What the exercise asks →
Every line of the data must appear again in the answer, exactly as written.

The data →
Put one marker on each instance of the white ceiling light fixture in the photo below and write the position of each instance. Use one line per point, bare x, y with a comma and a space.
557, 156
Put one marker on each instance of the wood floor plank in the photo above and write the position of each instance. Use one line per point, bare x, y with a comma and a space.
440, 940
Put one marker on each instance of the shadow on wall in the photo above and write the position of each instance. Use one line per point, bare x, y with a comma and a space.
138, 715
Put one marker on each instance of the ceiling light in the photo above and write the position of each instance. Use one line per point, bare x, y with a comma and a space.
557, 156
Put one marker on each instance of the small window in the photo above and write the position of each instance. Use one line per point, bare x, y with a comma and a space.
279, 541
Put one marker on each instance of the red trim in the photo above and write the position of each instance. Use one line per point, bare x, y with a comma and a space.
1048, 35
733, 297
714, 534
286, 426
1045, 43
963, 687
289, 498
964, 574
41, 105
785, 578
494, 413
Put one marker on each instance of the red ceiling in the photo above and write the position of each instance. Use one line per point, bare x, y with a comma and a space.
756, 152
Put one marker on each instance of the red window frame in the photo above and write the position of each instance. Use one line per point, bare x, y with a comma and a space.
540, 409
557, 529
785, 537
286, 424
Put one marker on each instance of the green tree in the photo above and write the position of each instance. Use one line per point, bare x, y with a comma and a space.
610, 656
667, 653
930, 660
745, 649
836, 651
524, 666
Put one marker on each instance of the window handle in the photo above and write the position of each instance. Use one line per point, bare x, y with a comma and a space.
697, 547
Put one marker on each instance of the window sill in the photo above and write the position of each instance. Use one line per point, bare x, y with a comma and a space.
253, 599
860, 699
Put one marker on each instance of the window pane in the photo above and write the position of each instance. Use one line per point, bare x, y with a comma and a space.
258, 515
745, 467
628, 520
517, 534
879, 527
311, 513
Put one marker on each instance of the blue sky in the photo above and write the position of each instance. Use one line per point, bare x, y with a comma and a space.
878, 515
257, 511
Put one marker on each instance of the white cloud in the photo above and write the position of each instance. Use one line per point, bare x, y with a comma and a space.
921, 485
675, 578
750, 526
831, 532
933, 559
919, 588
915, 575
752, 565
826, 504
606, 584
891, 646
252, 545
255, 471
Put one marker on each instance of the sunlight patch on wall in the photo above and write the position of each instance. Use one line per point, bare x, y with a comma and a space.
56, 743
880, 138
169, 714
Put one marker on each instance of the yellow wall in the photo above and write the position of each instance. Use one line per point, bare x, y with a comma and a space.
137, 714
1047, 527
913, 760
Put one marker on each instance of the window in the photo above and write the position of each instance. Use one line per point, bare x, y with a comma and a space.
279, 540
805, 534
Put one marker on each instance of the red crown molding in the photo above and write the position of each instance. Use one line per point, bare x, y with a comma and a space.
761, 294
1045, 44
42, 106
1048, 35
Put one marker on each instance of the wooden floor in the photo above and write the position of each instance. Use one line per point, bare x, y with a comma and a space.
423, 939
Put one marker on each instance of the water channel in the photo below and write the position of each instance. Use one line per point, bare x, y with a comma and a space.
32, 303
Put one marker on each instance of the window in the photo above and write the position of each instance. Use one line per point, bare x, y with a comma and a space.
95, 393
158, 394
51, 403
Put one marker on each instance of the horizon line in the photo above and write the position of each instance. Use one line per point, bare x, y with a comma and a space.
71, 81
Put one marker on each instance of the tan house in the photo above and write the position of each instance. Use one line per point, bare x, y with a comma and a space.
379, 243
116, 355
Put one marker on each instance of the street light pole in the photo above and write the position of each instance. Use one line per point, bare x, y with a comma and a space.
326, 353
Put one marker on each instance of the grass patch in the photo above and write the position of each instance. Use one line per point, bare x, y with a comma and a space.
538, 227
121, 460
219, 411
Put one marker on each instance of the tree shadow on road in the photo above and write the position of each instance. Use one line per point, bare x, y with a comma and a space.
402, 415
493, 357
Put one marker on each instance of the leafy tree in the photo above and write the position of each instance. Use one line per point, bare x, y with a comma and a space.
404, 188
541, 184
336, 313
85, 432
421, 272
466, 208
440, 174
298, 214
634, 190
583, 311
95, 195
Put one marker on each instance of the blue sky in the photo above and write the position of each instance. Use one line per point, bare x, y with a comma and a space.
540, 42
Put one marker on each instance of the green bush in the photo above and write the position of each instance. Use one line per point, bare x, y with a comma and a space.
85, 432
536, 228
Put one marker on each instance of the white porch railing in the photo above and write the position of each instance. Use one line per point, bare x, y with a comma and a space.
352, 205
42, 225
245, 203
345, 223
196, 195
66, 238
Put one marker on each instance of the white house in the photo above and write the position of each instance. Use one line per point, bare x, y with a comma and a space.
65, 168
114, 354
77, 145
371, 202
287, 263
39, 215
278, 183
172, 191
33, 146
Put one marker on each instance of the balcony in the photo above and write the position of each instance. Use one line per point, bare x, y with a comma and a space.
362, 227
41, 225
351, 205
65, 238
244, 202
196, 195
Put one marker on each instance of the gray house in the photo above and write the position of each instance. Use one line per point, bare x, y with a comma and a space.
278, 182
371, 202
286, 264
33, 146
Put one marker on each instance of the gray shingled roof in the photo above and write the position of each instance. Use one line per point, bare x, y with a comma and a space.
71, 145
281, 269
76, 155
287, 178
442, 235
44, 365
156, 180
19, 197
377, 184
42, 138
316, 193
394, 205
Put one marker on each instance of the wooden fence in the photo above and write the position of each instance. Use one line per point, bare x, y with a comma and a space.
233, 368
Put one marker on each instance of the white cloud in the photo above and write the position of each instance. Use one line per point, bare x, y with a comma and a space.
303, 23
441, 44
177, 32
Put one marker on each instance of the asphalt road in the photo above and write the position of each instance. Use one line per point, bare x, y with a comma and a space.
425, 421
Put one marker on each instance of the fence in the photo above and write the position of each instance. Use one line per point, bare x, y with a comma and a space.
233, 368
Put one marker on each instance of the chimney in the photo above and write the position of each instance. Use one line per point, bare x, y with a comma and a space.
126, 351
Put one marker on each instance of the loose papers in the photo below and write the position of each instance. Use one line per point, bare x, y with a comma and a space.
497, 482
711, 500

Task answer →
Put one marker on each instance of the white ceiling light fixture in the photo below and write the position of each instance. Use one line per point, bare x, y with a comma and a space.
557, 156
Put one marker on each instance of the wood floor plank in the photo above and write the position of each instance. Use one line per point, bare x, y with a comma and a space.
440, 940
Put one marker on each instance of the shadow on wall in the photo above and write the position of each instance. Use one line per point, bare x, y with a comma and a space.
138, 715
Put one marker on each instance of the ceiling light in the photo above and write the position of each instance. Use one line per point, bare x, y with a comma and a space.
557, 156
Put one marker on each instance of the small window in the photo above and write the position of each instance. Use one line per point, bare x, y with a comma and a space.
279, 541
Put one marker on each instance of the red trim in the photo above and write the position of each instance. Use one line per point, bare x, y with a comma and a space.
1048, 35
733, 297
714, 534
286, 426
1045, 43
963, 687
289, 498
964, 574
41, 105
785, 578
494, 413
Put one marker on each instance of the red ceiling in the photo above and write the position of each instance. Use one line per point, bare x, y with a comma and a space.
756, 152
Put one marker on each instance of the red window frame in the photo above and write the position of each instance. Use one line per point, bare x, y with a comma and a space.
540, 409
557, 529
785, 537
286, 424
Put one marker on each instance of the green tree in the photo above and write the position of each instance. Use one line per point, bare x, y with a comma and a space.
610, 656
667, 653
930, 660
745, 649
836, 651
524, 666
Put one marker on each instance of the window handle in the photo above and write the position of each instance. Use one line per point, bare x, y with a comma and a space.
697, 547
Put one marker on each instance of the window sill in the photo above and write the position of each instance. Use one line per point, bare x, y with a comma and a space.
253, 599
860, 699
Put one marker on each instance of the window pane in the photo above and write the position of each instance. Use one line per point, bare x, y with a comma and a space.
258, 515
745, 467
628, 520
517, 534
879, 527
311, 513
Put one marker on each instance of the blue sky in the photo above and write the position of each instance. Use one line per point, bare x, y with a comma and a space.
878, 515
257, 511
Put one marker on each instance of the white cloud in the photo above and write the position of each instance. Use one line per point, bare x, y with a comma and a space.
921, 485
675, 578
750, 526
831, 532
933, 559
919, 588
915, 575
752, 565
826, 504
606, 584
891, 646
252, 545
255, 471
Put one marker on each instance of the sunlight patch on wall in the photo above and write the position of each instance. Use one line per point, bare x, y with a comma and a space.
56, 743
880, 138
169, 714
Put one marker on each instance of the yellow wall in the photo above and write the position of each instance. Use one line per point, bare x, y with a comma and a space.
137, 714
1047, 527
913, 760
Put one marker on each instance of the window in the photo above and write the position of each instance. Use one line per point, bare x, y with a comma and a space.
279, 540
805, 534
Put one marker on each instance of the red crown molding in the photo above and write the position of each instance. Use one line per point, bare x, y with a comma and a space.
761, 294
1045, 44
42, 106
1048, 35
Put one marker on each instance of the wooden floor in the photo above and write the position of each instance. Use one line per point, bare x, y with a comma and a space.
423, 939
Put one marker on each instance of the water channel in the photo below and write the position of each instance. Use one line per point, bare x, y with a comma and a space.
32, 303
Put one marker on each instance of the window in the photo above and write the position of each instance. Use one line per point, bare x, y with a comma and a space.
95, 393
158, 394
51, 403
Put one marker on each instance of the horizon line in the photo above and write the position of each instance. Use one line per point, bare x, y with a comma and a space.
71, 81
Put one marker on each instance of the tan house in the photo above and write the position of each instance. Use one line per point, bare x, y with a comma and a space.
379, 243
116, 355
Put one marker on each instance of the street light pole in the photo above and write the position of each instance. Use one line per point, bare x, y with a comma and a space.
326, 353
Put one marker on each instance of the grass patch in the photo above and write the position of each instance. Use one line per point, bare x, y with a comma and a space.
538, 227
121, 460
219, 411
Put one marker on each instance of the tree shadow on road in the photo above and write the position of each instance. Use one line per point, bare x, y with a comma and a space.
402, 415
493, 357
Put one marker on each instance of the leafy tree in the photo above and write the position of each instance. Use one line per point, bare x, y with a comma and a space.
404, 188
541, 184
336, 313
85, 432
421, 272
466, 208
440, 174
298, 214
634, 190
583, 311
95, 195
Put one marker on each instance of the blue sky in the photo above and write the position of each instance. Use one line per point, bare x, y with a comma and a space.
540, 42
Put one marker on each instance of the green bush in the photo above and write the position of each instance. Use one line per point, bare x, y with a comma and a space.
85, 432
536, 228
Put one marker on each instance of the white porch railing in the photo above and write the position of each instance. Use one line per point, bare x, y with a comma and a space.
352, 205
42, 225
245, 203
345, 223
196, 195
66, 238
Put one marker on each instance of the white house in the photo above and write the position of each instance. Use one line per point, bare x, y with a comma and a space.
65, 168
114, 354
77, 145
371, 202
287, 263
39, 215
278, 183
172, 191
33, 146
Put one marker on each instance of the balcony in the photo above and write the position of each instance. Use one line per point, bare x, y with a comma and a space.
362, 227
41, 225
351, 205
65, 238
244, 202
196, 195
Put one marker on each instance of the gray house in the photo above and write the position of each instance. Use one line per point, bare x, y with a comma and a space.
278, 182
371, 202
286, 264
33, 146
Put one marker on each instance of the gray shingled roof in the photo above and write the position of each instance. Use one line per point, bare x, y with a comma and a space.
71, 145
281, 269
76, 155
287, 178
442, 235
44, 365
156, 180
19, 197
377, 184
42, 138
316, 193
394, 205
Put one marker on each instance of the wooden fence in the photo above and write the position of each instance. Use one line per point, bare x, y with a comma and a space.
233, 368
Put one marker on each instance of the white cloud in the photo above and write the position of each instance. Use one line per point, bare x, y with a comma and a space.
303, 23
441, 44
177, 32
Put one marker on each instance of the asphalt road in the photo above and write the position of each instance. Use one line per point, bare x, y with a comma and a space.
425, 421
Put one marker on each instance of the fence in the photo above and write the position of each instance. Use one line per point, bare x, y with a comma and a space.
233, 368
Put one marker on each instance of the chimney in the photo above and write the position of each instance. Use one line per point, bare x, y with a comma and a space.
126, 351
Put one marker on each instance of the loose papers in the photo below and write the position of each instance. Use one line per point, bare x, y with a comma and a space.
497, 482
711, 500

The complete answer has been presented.